## [WHAT YOU ARE ASKED TO DO]
Each entry needs to be retyped exactly, with nothing added or dropped.
======== RECORDS PROVIDED
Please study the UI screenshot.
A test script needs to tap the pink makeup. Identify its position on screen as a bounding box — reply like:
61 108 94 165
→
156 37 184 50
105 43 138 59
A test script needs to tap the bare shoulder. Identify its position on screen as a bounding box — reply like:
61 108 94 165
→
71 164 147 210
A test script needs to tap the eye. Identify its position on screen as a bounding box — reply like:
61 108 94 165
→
================
## [FINAL ANSWER]
Please study the UI screenshot.
A test script needs to tap the pink makeup. Identify its position on screen as a bounding box — reply like:
61 108 94 165
→
156 37 184 50
105 43 138 59
A test script needs to tap the bare shoulder. Identify its position on screen as a bounding box — reply like:
61 108 94 165
→
71 164 147 210
A test script needs to tap the eye. Identify its position on screen as a bounding box — reply like:
61 108 94 165
→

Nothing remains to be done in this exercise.